### Written exercise
Reproduce the records verbatim, starting at the line that contains "Task: pick out one point for each instance of the road" and ending at the line that contains "x=174, y=43", with both of those lines included.

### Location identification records
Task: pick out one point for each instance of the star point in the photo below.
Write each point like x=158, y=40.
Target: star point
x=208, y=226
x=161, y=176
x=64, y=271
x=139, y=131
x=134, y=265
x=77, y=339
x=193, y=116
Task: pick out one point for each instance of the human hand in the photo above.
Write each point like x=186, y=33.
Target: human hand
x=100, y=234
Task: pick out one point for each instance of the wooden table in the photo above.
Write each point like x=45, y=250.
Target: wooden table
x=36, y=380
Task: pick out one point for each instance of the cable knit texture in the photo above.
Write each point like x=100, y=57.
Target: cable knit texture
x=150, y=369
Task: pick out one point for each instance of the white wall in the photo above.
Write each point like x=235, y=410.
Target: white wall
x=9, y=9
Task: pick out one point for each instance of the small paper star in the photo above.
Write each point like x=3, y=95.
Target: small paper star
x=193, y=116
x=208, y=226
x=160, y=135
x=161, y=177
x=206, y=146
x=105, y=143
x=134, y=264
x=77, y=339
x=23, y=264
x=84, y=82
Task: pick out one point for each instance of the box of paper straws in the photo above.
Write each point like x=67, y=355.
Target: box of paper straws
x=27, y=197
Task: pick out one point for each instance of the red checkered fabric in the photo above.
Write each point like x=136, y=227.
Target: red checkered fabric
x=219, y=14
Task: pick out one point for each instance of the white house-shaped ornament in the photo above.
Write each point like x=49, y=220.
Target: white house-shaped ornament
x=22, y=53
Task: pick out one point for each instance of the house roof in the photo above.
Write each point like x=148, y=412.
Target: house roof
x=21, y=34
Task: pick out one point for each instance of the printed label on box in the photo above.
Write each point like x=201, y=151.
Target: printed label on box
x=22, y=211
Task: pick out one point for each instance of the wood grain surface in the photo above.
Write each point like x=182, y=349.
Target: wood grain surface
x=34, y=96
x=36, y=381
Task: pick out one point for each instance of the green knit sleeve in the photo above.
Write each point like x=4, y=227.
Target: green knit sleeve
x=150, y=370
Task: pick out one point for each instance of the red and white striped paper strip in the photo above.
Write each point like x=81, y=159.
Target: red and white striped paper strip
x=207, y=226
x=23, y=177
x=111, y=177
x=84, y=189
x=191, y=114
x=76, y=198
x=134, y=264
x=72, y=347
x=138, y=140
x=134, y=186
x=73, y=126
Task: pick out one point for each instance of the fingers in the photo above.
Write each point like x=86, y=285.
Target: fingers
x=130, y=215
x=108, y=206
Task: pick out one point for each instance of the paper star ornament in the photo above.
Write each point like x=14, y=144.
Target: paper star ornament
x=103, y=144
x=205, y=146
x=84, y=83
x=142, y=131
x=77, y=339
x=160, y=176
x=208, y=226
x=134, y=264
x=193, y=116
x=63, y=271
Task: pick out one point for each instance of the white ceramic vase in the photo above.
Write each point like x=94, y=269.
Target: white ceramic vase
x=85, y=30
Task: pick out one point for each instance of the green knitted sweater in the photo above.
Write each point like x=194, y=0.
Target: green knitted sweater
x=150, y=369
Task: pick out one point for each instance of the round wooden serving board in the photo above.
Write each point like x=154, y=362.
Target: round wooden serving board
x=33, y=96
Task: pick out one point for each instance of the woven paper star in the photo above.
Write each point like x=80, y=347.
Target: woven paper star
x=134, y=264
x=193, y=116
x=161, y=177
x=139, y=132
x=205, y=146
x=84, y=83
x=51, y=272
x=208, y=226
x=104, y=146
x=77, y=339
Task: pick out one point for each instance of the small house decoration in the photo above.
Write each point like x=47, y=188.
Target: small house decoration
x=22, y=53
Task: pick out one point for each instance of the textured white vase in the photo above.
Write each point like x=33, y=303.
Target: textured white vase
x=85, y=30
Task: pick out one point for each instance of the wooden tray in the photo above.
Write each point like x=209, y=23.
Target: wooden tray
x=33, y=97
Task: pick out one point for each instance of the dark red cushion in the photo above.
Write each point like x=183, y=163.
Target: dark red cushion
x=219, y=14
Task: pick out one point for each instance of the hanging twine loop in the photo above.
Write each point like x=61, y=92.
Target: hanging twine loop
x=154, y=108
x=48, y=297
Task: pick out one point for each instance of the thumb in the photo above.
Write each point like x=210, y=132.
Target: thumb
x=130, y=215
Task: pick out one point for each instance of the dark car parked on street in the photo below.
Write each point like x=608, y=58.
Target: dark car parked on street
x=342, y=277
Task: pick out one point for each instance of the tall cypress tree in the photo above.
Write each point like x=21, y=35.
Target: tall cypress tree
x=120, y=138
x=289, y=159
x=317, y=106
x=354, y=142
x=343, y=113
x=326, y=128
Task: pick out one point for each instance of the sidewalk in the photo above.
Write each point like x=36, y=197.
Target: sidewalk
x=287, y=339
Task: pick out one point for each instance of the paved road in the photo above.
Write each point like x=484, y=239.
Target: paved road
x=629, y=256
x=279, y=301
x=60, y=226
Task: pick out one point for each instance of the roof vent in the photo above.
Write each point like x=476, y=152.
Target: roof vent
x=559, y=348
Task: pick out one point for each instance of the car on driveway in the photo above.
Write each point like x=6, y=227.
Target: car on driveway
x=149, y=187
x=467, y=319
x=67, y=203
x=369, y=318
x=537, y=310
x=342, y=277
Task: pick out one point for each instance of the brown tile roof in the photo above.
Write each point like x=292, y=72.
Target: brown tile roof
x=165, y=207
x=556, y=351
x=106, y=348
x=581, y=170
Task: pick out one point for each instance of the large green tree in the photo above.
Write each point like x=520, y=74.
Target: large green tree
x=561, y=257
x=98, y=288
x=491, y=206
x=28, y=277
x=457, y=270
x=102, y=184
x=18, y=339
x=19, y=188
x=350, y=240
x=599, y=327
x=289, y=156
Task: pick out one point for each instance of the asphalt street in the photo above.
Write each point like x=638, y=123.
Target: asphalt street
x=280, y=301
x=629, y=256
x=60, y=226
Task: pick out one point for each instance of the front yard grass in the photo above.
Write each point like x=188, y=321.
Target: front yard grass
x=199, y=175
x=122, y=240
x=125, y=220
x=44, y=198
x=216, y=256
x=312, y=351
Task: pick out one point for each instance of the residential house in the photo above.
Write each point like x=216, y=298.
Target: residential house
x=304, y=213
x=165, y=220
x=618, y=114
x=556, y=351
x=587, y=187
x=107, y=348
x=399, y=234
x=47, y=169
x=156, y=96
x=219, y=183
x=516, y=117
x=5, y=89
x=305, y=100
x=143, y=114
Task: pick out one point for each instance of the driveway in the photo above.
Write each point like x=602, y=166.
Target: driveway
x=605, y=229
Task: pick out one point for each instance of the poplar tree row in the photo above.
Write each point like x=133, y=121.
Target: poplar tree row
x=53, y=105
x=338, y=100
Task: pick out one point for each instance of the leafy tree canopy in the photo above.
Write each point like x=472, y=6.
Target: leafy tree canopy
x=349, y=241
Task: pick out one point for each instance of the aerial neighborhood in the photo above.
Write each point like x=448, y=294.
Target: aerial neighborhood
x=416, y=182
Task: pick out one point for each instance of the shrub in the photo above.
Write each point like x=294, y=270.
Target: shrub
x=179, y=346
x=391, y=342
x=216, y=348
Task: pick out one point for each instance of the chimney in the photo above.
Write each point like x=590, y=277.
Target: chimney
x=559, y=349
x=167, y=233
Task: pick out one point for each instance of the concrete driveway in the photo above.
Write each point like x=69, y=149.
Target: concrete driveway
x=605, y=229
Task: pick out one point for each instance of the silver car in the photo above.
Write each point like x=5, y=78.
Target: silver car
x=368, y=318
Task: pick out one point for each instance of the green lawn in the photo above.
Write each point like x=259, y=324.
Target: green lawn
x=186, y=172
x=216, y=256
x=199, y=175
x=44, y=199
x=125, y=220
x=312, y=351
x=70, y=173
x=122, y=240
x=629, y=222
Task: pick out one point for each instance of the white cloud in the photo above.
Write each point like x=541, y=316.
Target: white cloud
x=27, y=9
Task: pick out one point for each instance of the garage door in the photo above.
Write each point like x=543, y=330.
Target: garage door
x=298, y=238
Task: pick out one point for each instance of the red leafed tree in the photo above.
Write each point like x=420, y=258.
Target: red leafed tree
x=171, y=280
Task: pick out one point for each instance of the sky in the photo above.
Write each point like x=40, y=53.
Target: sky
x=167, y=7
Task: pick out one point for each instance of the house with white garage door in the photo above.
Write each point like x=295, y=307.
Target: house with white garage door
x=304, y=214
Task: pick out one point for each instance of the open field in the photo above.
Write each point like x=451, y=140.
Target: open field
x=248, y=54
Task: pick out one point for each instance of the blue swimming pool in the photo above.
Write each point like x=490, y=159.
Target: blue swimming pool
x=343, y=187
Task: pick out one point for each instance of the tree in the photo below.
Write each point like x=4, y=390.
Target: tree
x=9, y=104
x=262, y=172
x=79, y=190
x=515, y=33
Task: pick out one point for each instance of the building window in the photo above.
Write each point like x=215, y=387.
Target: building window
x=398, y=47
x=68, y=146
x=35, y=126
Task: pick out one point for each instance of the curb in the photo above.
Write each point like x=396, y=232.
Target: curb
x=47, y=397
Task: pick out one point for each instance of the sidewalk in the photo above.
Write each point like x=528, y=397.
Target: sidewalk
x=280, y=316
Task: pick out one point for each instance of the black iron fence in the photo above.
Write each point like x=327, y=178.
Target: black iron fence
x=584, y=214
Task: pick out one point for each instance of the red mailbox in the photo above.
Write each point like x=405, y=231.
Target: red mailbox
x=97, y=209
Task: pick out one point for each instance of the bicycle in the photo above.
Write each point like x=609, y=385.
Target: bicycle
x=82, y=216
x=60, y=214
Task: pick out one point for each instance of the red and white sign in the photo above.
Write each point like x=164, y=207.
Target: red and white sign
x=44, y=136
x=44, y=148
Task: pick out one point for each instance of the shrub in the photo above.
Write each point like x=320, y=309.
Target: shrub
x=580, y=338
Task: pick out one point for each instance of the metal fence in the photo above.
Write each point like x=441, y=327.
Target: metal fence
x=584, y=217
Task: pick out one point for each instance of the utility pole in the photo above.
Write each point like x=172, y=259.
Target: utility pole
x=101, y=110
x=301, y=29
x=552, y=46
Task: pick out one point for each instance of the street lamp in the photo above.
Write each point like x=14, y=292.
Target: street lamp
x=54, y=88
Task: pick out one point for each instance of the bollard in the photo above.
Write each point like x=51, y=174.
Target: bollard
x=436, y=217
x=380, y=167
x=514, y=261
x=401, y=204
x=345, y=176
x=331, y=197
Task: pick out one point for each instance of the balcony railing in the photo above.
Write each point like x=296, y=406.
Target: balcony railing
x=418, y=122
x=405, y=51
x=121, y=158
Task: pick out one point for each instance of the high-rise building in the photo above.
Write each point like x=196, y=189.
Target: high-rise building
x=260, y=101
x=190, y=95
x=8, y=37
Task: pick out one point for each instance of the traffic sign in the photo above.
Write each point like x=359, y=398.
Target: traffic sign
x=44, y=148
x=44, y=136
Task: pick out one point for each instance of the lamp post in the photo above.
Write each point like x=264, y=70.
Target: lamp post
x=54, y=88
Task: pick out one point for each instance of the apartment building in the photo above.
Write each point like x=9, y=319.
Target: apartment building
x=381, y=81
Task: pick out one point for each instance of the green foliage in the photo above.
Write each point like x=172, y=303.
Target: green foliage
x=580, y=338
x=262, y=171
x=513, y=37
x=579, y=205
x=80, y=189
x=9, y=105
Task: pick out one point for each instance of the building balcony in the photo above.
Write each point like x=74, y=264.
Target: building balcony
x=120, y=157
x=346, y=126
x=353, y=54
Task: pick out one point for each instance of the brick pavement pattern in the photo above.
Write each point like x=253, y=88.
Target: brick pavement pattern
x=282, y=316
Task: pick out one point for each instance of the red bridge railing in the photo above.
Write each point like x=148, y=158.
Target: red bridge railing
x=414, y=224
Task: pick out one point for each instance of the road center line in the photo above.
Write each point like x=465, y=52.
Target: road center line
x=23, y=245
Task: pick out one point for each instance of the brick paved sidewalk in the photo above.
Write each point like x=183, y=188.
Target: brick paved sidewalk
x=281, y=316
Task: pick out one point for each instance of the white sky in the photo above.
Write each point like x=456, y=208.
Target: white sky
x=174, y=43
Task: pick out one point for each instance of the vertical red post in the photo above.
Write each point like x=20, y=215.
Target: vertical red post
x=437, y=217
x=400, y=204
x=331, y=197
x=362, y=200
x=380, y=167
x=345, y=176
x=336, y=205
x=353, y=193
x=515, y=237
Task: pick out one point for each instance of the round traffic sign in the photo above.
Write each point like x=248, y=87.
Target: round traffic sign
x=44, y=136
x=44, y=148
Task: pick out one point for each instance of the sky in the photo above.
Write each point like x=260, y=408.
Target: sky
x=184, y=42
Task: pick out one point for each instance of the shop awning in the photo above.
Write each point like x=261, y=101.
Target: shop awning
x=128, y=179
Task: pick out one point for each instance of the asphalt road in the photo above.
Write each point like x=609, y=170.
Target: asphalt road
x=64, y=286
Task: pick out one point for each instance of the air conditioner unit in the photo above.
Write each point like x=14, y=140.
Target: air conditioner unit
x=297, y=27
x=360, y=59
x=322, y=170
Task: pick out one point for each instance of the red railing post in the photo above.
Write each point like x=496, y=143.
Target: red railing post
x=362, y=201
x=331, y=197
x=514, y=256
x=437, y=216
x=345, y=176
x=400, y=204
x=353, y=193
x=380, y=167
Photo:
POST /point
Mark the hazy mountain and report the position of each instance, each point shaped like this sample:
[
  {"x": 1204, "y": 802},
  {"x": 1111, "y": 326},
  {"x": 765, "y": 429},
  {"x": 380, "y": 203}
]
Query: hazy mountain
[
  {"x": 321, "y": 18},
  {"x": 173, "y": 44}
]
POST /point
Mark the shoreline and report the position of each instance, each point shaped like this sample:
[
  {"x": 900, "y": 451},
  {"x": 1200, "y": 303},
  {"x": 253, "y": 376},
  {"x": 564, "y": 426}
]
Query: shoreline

### Finished exercise
Task: pick out one point for each instance of the road center line in the photo above.
Write each point like x=465, y=52.
Target: road center line
x=23, y=245
Task: pick out one point for each instance of the brick paved sidewalk in the photo above.
Write each point like x=183, y=188.
Target: brick paved sidewalk
x=281, y=316
Task: pick out one point for each instance of the white sky in the photo above.
Write each point like x=456, y=208.
Target: white sky
x=174, y=43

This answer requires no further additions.